### ASSIGNED TASK
Please copy the entries below word for word.

### RECORD SET
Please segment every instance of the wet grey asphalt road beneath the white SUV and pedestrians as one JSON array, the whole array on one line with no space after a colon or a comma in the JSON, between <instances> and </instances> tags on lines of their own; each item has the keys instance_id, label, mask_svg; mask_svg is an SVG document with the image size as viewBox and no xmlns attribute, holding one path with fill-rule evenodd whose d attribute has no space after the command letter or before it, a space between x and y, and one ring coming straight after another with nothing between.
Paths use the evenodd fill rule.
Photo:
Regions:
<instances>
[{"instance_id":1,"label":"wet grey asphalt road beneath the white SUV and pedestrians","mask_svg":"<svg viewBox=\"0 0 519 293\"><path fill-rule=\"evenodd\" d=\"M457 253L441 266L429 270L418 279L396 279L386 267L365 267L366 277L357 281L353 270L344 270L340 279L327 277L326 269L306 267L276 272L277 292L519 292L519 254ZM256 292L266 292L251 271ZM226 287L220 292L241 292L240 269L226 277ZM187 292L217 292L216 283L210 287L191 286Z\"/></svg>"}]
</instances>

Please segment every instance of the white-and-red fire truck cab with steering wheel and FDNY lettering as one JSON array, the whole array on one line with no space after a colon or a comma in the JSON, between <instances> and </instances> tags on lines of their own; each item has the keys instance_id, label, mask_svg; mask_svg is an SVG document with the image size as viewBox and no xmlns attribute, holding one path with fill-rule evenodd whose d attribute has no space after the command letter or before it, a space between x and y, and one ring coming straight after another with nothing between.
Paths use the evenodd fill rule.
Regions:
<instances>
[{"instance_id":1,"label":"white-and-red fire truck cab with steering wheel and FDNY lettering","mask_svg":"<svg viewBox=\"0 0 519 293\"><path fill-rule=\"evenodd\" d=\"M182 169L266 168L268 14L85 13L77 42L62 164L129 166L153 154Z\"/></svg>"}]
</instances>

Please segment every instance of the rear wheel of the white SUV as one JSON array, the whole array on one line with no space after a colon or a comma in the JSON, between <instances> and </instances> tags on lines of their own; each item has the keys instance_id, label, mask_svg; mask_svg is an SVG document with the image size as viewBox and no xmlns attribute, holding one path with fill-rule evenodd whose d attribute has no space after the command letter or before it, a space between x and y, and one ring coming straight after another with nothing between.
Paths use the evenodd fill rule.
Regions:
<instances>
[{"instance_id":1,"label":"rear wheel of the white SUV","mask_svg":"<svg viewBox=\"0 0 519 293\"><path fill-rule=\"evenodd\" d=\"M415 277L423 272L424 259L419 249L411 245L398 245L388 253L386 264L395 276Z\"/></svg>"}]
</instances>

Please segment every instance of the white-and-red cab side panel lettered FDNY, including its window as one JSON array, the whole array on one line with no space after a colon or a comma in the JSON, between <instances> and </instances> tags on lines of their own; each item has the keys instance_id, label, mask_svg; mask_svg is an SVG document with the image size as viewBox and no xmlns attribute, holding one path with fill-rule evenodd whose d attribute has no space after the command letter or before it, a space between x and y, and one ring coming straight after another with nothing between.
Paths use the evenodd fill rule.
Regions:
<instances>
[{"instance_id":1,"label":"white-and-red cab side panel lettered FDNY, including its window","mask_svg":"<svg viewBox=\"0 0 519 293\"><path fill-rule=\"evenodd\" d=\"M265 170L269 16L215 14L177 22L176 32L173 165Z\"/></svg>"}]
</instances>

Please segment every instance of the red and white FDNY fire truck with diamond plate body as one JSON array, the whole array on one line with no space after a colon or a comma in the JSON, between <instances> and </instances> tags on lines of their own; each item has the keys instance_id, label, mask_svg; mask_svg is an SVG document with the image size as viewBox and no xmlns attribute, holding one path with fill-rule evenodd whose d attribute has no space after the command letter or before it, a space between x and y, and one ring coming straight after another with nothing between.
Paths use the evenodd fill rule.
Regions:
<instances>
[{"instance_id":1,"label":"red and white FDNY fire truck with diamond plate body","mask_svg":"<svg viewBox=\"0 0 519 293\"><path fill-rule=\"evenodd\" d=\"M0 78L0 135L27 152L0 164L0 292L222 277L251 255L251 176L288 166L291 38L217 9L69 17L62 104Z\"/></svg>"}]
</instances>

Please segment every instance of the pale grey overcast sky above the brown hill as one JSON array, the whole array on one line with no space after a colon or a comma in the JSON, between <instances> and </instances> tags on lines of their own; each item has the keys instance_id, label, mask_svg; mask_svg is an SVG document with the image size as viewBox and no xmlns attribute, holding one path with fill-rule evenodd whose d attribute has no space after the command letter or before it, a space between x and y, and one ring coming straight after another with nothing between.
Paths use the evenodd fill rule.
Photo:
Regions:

### THE ANSWER
Please segment every instance of the wet grey asphalt road beneath the white SUV and pedestrians as one JSON array, the whole array on one line with no space after a colon or a comma in the JSON, between <instances> and </instances> tags on lines of their own; each item has the keys instance_id, label, mask_svg; mask_svg is an SVG document with the image size as viewBox and no xmlns attribute, holding one path with fill-rule evenodd whose d attribute has no space after the command letter or before it, a space between x and y, and one ring coming straight after another with nothing between.
Paths use the evenodd fill rule.
Photo:
Regions:
<instances>
[{"instance_id":1,"label":"wet grey asphalt road beneath the white SUV and pedestrians","mask_svg":"<svg viewBox=\"0 0 519 293\"><path fill-rule=\"evenodd\" d=\"M457 253L441 266L429 270L418 279L396 279L386 267L365 267L366 277L357 281L353 270L344 270L340 279L327 277L326 269L306 267L276 272L277 292L519 292L519 254ZM256 292L266 292L251 271ZM226 287L220 292L241 292L240 269L226 277ZM187 292L217 292L216 283L210 287L191 286Z\"/></svg>"}]
</instances>

Please segment every instance of the white-and-red fire truck cab with steering wheel and FDNY lettering as one JSON array, the whole array on one line with no space after a colon or a comma in the JSON, between <instances> and </instances> tags on lines of their own; each item has the keys instance_id, label, mask_svg; mask_svg is an SVG document with the image size as viewBox and no xmlns attribute, holding one path with fill-rule evenodd whose d attribute has no space after the command letter or before it, a space between x and y, and one ring coming straight after another with nothing between.
Paths use the evenodd fill rule.
Regions:
<instances>
[{"instance_id":1,"label":"white-and-red fire truck cab with steering wheel and FDNY lettering","mask_svg":"<svg viewBox=\"0 0 519 293\"><path fill-rule=\"evenodd\" d=\"M182 169L266 168L268 14L85 13L77 42L62 164L129 166L153 154Z\"/></svg>"}]
</instances>

Please segment every instance of the rear wheel of the white SUV as one JSON array, the whole array on one line with no space after a colon or a comma in the JSON, between <instances> and </instances> tags on lines of their own; each item has the keys instance_id, label, mask_svg; mask_svg is an SVG document with the image size as viewBox and no xmlns attribute, holding one path with fill-rule evenodd whose d attribute has no space after the command letter or before it, a space between x and y, and one ring coming straight after another with nothing between.
Paths use the evenodd fill rule.
Regions:
<instances>
[{"instance_id":1,"label":"rear wheel of the white SUV","mask_svg":"<svg viewBox=\"0 0 519 293\"><path fill-rule=\"evenodd\" d=\"M415 277L423 272L424 259L419 249L411 245L398 245L388 253L386 264L395 276Z\"/></svg>"}]
</instances>

Please segment every instance of the white-and-red cab side panel lettered FDNY, including its window as one JSON array, the whole array on one line with no space after a colon or a comma in the JSON, between <instances> and </instances> tags on lines of their own; each item has the keys instance_id, label, mask_svg; mask_svg is an SVG document with the image size as viewBox and no xmlns attribute, holding one path with fill-rule evenodd whose d attribute has no space after the command letter or before it, a space between x and y, and one ring coming straight after another with nothing between.
Paths use the evenodd fill rule.
Regions:
<instances>
[{"instance_id":1,"label":"white-and-red cab side panel lettered FDNY, including its window","mask_svg":"<svg viewBox=\"0 0 519 293\"><path fill-rule=\"evenodd\" d=\"M265 170L269 16L215 14L177 22L176 32L173 165Z\"/></svg>"}]
</instances>

Please segment every instance of the red and white FDNY fire truck with diamond plate body as one JSON array, the whole array on one line with no space after a colon or a comma in the JSON, between <instances> and </instances> tags on lines of their own; each item has the keys instance_id, label, mask_svg; mask_svg is an SVG document with the image size as viewBox and no xmlns attribute, holding one path with fill-rule evenodd whose d attribute has no space after the command letter or before it, a space between x and y, and one ring coming straight after another with nothing between.
Paths use the evenodd fill rule.
Regions:
<instances>
[{"instance_id":1,"label":"red and white FDNY fire truck with diamond plate body","mask_svg":"<svg viewBox=\"0 0 519 293\"><path fill-rule=\"evenodd\" d=\"M0 78L0 135L27 152L0 164L0 292L222 277L251 255L251 176L288 166L291 38L217 9L69 17L62 104Z\"/></svg>"}]
</instances>

Please segment every instance of the pale grey overcast sky above the brown hill as one JSON array, the whole array on one line with no space after a colon or a comma in the JSON, between <instances> and </instances> tags on lines of their own; each item has the keys instance_id, label, mask_svg; mask_svg is an SVG document with the image size as viewBox and no xmlns attribute, holding one path with fill-rule evenodd whose d attribute has no space after the command letter or before it, a space between x and y, and one ring coming straight after another with nothing between.
Paths use the evenodd fill rule.
Photo:
Regions:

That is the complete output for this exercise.